Directions for this task:
The entire listing is to be repeated verbatim.

** START OF Provided information **

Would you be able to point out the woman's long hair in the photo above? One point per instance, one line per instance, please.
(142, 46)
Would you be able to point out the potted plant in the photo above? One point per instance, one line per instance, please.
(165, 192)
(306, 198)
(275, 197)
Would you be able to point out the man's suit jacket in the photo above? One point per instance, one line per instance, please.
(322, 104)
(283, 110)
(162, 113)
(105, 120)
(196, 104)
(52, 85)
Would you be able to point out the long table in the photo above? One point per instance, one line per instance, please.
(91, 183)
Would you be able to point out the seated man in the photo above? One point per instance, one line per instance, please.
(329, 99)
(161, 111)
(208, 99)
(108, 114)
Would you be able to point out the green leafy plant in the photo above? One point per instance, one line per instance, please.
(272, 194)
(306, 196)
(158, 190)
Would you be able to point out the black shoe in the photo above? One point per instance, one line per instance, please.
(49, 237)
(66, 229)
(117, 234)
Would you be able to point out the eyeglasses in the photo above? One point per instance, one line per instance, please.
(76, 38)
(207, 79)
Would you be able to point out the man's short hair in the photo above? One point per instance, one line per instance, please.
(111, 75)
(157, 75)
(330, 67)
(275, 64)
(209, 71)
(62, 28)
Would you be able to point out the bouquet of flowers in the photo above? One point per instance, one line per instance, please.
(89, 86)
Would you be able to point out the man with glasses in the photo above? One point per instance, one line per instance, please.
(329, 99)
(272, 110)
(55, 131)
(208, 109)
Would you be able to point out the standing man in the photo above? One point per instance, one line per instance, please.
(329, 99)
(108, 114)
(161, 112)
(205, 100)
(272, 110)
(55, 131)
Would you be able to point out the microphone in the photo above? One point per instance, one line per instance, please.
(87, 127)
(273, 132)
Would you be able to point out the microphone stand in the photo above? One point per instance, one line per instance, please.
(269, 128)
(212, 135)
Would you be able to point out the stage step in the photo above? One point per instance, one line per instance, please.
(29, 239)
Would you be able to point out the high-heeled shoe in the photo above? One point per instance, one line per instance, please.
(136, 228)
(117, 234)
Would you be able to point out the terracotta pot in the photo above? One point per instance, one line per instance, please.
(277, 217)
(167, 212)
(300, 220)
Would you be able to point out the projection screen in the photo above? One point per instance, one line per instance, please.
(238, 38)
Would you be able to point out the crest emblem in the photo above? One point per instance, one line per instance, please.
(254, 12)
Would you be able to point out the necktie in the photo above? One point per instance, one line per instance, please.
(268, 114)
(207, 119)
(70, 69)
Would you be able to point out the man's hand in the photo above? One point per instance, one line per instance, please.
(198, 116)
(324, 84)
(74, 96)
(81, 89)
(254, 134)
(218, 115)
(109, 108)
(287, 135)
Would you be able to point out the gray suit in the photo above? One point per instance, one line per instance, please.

** END OF Provided information **

Solution:
Would you be able to point out the woman's long hair in the photo above? One point per instance, one line per instance, please.
(142, 46)
Would you be able to point out the potted plant in the photo above? One point per instance, one line per instance, please.
(165, 192)
(306, 198)
(275, 197)
Would you be able to point out the man's suit jacket in the photo above? One point per instance, one line per instance, please.
(322, 104)
(283, 110)
(162, 113)
(105, 120)
(196, 104)
(52, 85)
Would you be able to point out the long table in the photo above? One point per instance, one line per instance, please.
(91, 183)
Would you be able to point out the seated man in the photo above? One point per instance, one line per instance, please.
(329, 99)
(161, 111)
(208, 99)
(108, 114)
Would you be able to point out the green leafy plant in the photo above? One point per instance, one line per instance, please.
(272, 194)
(306, 196)
(158, 190)
Would you be able to point out the black shoe in the photo above? One point per instance, one line per instance, please.
(49, 237)
(66, 229)
(117, 234)
Would you be able to point out the eyeglasses in the photo above? One point per instance, one line per instance, please.
(76, 38)
(207, 79)
Would you be able to point out the man's short hair in the photo above? One point per instance, one line per instance, please.
(111, 75)
(157, 75)
(330, 67)
(275, 64)
(209, 71)
(62, 28)
Would you be able to point out the bouquet of flowers in the photo above? One point per instance, one line per instance, please.
(89, 86)
Would you be able to point out the man with glasses in the photo above? One point per instance, one line per instance, please.
(329, 99)
(272, 110)
(55, 131)
(208, 109)
Would you be able to point out the standing man in the photo above? One point per instance, one line per instance, please.
(329, 99)
(108, 114)
(161, 112)
(205, 100)
(272, 110)
(55, 131)
Would you be able to point out the microphone in the photo above? One point per instance, one line per instance, please.
(87, 127)
(273, 132)
Would you be able to point out the microphone stand in the photo above? One point per instance, one line per instance, please.
(269, 128)
(212, 135)
Would you be able to point out the stage step in the photo above? One point per instance, one line per instance, please.
(29, 239)
Would you be able to point out the high-heeled shoe in the photo above? One point per instance, one line per instance, please.
(136, 228)
(117, 234)
Would you be able to point out the terracotta pot in the photo above? One point per instance, one line per instance, please.
(277, 217)
(167, 212)
(300, 220)
Would you be able to point out the projection screen in the photo above? One point per instance, one line per instance, please.
(238, 38)
Would you be able to point out the crest emblem in the photo above? One point per instance, one line per instance, please.
(254, 12)
Would you be able to point out the necktie in the photo above? One point per instance, one line per instance, please.
(268, 114)
(207, 119)
(70, 69)
Would you be able to point out the man's hand in the photo above? One point per instance, one line per instance, please.
(198, 116)
(324, 84)
(74, 96)
(81, 89)
(254, 134)
(218, 115)
(109, 108)
(287, 135)
Would you be able to point out the gray suit in the photo above? One point per instance, one line per instance, please.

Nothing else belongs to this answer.